• Instructions for the task: Of the entries below, return exactly those lines that fall between the one containing "Query: tire" and the one containing "Query: white hockey jersey", the two end lines included.

• Recorded information:
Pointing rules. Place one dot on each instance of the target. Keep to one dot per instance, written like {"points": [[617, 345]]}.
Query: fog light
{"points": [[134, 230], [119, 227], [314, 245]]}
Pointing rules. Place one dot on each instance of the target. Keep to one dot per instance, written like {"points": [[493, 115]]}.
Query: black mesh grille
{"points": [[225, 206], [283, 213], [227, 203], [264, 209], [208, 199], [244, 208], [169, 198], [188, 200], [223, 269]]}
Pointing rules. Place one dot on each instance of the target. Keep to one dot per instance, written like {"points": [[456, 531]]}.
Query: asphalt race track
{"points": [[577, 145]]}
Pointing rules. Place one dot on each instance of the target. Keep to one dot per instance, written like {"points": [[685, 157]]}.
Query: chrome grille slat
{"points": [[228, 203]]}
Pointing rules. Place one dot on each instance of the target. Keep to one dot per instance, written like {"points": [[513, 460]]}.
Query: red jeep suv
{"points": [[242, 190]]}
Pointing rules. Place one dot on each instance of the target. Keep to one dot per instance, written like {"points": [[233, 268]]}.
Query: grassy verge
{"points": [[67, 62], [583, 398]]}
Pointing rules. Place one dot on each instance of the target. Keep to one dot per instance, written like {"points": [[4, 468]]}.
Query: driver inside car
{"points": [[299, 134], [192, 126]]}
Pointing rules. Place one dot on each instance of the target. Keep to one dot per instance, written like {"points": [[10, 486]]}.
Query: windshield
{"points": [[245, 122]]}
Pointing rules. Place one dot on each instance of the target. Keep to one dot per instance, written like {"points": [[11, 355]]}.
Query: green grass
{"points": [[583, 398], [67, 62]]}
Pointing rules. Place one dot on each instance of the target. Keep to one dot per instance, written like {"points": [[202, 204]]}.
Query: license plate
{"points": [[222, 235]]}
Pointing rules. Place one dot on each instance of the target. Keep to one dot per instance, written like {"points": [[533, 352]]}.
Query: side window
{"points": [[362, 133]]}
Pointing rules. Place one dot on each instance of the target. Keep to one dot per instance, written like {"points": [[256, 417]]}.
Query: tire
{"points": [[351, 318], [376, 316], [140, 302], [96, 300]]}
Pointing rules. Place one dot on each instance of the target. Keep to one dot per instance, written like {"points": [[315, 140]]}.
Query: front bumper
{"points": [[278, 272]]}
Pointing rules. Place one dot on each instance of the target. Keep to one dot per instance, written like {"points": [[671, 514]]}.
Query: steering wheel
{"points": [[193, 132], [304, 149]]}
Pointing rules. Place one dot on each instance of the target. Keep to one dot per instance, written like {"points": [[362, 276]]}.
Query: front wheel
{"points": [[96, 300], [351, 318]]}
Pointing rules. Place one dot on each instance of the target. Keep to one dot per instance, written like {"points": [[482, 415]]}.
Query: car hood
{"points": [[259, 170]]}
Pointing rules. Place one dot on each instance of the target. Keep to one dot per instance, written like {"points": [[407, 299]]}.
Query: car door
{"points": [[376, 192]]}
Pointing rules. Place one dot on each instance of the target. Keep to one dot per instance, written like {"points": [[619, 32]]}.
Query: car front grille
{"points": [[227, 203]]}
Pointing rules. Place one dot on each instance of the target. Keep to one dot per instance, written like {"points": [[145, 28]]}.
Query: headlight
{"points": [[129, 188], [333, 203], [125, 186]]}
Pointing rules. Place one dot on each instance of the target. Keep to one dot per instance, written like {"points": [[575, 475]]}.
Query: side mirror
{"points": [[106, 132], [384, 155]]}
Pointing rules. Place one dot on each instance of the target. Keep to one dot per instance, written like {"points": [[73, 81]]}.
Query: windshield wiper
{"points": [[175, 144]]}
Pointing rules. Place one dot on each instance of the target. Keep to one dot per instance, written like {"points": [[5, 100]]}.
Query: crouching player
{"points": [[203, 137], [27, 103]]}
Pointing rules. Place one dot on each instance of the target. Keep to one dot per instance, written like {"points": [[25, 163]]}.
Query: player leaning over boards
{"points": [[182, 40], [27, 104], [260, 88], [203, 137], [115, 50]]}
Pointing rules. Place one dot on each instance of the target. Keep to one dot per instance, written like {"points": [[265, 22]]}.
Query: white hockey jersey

--

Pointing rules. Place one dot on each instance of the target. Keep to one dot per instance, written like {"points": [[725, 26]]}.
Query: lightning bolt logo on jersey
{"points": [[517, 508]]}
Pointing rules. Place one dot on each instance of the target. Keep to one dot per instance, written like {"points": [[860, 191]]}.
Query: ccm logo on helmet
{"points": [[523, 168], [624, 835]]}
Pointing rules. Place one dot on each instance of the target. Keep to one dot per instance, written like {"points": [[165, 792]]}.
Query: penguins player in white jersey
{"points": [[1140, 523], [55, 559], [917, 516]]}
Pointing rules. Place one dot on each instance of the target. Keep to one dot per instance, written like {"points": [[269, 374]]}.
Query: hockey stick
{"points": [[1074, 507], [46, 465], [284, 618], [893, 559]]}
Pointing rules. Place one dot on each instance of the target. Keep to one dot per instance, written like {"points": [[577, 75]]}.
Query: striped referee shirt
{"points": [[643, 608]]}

• Reply to the exercise:
Query: tire
{"points": [[351, 318], [376, 316], [140, 302], [96, 300]]}
Pointing rules. Place one dot on each instance of the target. Keep to one dot per instance, written like {"points": [[315, 140]]}.
Query: front bumper
{"points": [[278, 272]]}
Pointing rules. Place one dot on each instance of the target. Keep to one dot per instance, written like {"points": [[671, 514]]}.
Query: steering wheel
{"points": [[193, 132], [304, 149]]}
Pointing rules. Place one dot on each instance of the target. Keep to one dot per instance, written like {"points": [[362, 276]]}.
Query: front wheel
{"points": [[96, 300], [351, 318]]}
Pointing rules. Place one dot on each instance of the target. Keep to one dot per instance, written like {"points": [[482, 415]]}.
Query: car hood
{"points": [[259, 170]]}
Pointing rules. Place one dot on each instance of the target. Keep to one dot per instance, written like {"points": [[407, 299]]}.
Query: car door
{"points": [[376, 192]]}
Pointing rules. Place one dot on each instance of the target. Keep to one dot per instance, written like {"points": [[619, 32]]}.
Query: car front grille
{"points": [[227, 203]]}
Pointing rules. Place one dot on each instance of the target. Keep to one dot per instance, written like {"points": [[145, 28]]}.
Query: headlight
{"points": [[129, 188], [333, 203], [125, 186]]}
Pointing rules. Place one dot on each instance of the target. Keep to one dot per instance, written like {"points": [[575, 475]]}.
Query: side mirror
{"points": [[106, 132], [384, 155]]}
Pointing rules. Place one dot on each instance of the target. Keep to one dot per instance, written like {"points": [[73, 81]]}.
Query: windshield wiper
{"points": [[175, 144]]}
Pointing rules. Place one dot on each instance of the target. Keep to one dot per instance, written like {"points": [[5, 100]]}.
Query: crouching player
{"points": [[203, 137], [27, 103]]}
Pointing rules. Place one dot on each instance of the target. Keep to one dot per instance, written like {"points": [[25, 163]]}.
Query: player leaning over boards
{"points": [[182, 40], [27, 104], [260, 88], [203, 137], [115, 50]]}
Pointing rules. Place one dot on each instance of the target. Keep to one dot per instance, written like {"points": [[265, 22]]}.
Query: white hockey jersey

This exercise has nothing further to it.